Hehe. For now I'll stick to my favorite army greens and navy blues.


----------



## Solimar (Oct 13, 2006)

Winter for sure. Darker reds look GREAT on me, haha.


----------



## luvmylittleboy (Oct 13, 2006)

I do think you call fall between two...I'm mainly a winter, but, can wear some autumn colors.


----------



## mabelwan (Oct 13, 2006)

Great info! Thanks for posting.


----------



## geebers (Oct 13, 2006)

Originally Posted by *Little_Lisa* /img/forum/go_quote.gif I _think_ i'm a winter according to this b/c I have yellowish-olive skin and look best in intense, rich colors, like black, navy, red, and hot pink. BUT I thought I was a warm NOT cool tone so now i'm confused. lol Im in the same boat! Im a winter because rich colors/jewel tones look best on me. But I always thought I was a warm tone too...


----------



## blackmettalic (Oct 14, 2006)

I am a Winter (I'm pretty sure!), but I can do Autumn a bit too. I'm in the middle I guess.


----------



## gommiebears (Oct 15, 2006)

I'm confused but I guess I will fall under a winter catagory.


----------



## Winkiedo (Oct 16, 2006)

I have that book "Color me Beautiful". It even has swatches of the colors. I'm a winter.


----------



## Viviana (Oct 17, 2006)

cool info! i think i'm an autumn...


----------

◆ **BRIEF**: In the forum thread, which book does Winkiedo say they own? Answer from the forum thread alone.

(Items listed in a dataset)

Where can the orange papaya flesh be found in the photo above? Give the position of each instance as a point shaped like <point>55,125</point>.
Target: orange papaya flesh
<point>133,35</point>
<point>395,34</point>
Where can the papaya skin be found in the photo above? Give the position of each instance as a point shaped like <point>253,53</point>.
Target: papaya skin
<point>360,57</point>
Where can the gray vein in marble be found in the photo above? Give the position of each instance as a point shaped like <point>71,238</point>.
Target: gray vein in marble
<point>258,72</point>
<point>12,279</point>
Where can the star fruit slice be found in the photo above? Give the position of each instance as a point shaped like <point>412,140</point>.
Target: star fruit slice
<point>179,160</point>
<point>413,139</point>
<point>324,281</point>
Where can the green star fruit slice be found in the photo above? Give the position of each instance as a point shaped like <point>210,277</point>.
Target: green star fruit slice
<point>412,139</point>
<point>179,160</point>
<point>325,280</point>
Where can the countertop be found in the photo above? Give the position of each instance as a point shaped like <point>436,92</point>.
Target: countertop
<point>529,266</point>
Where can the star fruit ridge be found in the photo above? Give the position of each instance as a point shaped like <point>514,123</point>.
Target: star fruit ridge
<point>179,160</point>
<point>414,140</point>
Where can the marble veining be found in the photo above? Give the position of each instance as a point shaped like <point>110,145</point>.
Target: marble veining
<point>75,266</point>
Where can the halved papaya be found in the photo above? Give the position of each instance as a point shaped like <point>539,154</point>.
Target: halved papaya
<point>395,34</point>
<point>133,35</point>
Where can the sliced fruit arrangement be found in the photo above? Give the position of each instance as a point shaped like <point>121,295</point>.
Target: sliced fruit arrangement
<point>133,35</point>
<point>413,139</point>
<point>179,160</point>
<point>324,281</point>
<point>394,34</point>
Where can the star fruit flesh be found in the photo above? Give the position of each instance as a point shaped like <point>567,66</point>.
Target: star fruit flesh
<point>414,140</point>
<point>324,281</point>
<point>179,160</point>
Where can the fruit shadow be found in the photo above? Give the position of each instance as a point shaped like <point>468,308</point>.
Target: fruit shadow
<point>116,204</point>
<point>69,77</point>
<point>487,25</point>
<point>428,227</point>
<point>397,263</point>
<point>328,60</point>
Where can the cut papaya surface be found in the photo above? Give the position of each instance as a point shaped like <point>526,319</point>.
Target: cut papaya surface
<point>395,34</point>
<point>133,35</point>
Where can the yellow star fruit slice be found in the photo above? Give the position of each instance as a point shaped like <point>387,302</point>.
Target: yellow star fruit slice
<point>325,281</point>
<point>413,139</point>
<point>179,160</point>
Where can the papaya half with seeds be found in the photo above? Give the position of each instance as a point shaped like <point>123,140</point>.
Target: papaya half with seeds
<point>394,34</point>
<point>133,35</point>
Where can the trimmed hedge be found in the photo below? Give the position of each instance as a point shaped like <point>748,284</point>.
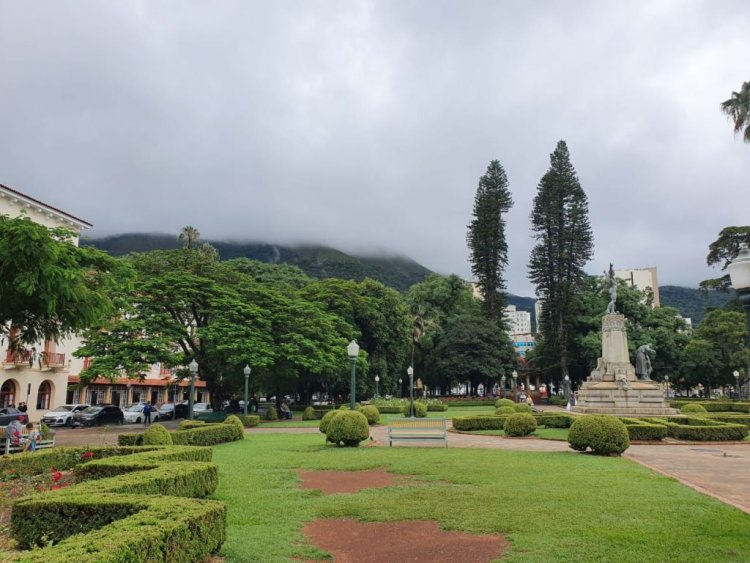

◆ **SOLUTION TO THIS PROBLEM**: "Color me Beautiful"